Data to process:

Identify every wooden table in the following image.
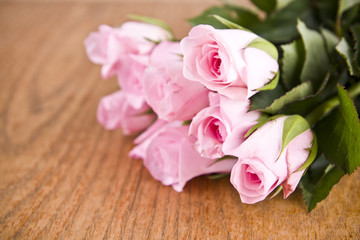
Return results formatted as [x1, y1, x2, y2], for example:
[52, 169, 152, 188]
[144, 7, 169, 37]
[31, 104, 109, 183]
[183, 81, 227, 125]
[0, 0, 360, 239]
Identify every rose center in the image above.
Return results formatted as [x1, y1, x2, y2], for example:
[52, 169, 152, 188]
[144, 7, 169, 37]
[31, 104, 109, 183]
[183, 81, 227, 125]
[210, 121, 224, 143]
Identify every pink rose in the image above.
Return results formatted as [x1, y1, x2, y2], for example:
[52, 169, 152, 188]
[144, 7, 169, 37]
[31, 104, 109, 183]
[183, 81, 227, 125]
[189, 93, 260, 158]
[117, 54, 149, 108]
[181, 25, 279, 100]
[97, 91, 155, 135]
[132, 123, 235, 192]
[231, 116, 313, 204]
[144, 41, 209, 121]
[84, 22, 170, 79]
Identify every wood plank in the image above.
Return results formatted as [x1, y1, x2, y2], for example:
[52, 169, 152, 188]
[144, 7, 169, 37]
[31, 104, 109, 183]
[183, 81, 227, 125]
[0, 1, 360, 239]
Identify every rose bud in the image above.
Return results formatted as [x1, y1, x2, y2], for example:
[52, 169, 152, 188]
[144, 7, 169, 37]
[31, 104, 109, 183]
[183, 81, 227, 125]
[230, 115, 316, 204]
[84, 22, 171, 79]
[144, 41, 209, 121]
[130, 122, 236, 192]
[181, 25, 279, 100]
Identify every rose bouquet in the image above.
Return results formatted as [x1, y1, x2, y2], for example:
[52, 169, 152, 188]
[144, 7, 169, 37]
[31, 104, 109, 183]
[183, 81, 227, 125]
[85, 0, 360, 211]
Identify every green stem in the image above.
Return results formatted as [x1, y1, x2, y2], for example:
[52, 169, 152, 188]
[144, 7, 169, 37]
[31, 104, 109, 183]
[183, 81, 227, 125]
[306, 82, 360, 126]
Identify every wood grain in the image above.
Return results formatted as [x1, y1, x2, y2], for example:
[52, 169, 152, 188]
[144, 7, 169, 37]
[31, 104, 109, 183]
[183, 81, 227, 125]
[0, 1, 360, 239]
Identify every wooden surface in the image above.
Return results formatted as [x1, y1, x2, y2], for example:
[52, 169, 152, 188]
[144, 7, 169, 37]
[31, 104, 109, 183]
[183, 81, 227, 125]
[0, 0, 360, 239]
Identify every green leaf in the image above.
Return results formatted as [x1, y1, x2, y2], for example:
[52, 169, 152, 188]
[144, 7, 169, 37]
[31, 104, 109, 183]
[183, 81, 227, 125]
[336, 38, 359, 76]
[350, 24, 360, 66]
[188, 4, 259, 29]
[251, 0, 276, 15]
[297, 20, 330, 89]
[128, 14, 174, 38]
[250, 81, 285, 110]
[315, 86, 360, 174]
[212, 14, 249, 31]
[247, 37, 279, 61]
[224, 3, 260, 28]
[244, 115, 283, 138]
[256, 71, 280, 91]
[321, 28, 340, 54]
[279, 115, 310, 156]
[259, 82, 313, 114]
[338, 0, 360, 16]
[280, 39, 305, 89]
[297, 132, 318, 171]
[299, 165, 344, 212]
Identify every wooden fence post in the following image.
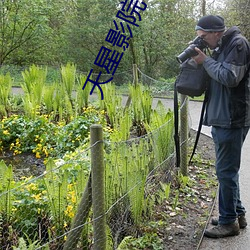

Directions:
Could you rewrite every line from the start of the data up to and including the line containing "[210, 121, 224, 143]", shifting each answer coordinate by adding 14 to every number in it, and leaving out the pictures?

Response below:
Identify every wooden table in the following image.
Return results formatted as [x1, y1, x2, y2], for example:
[52, 169, 152, 188]
[144, 7, 169, 37]
[31, 104, 109, 183]
[183, 81, 227, 125]
[14, 14, 374, 253]
Identify every rose center in the image above.
Return results formatted as [x1, y1, x2, y2], for example:
[52, 169, 152, 188]
[144, 7, 169, 37]
[31, 104, 109, 183]
[183, 81, 227, 125]
[224, 135, 238, 157]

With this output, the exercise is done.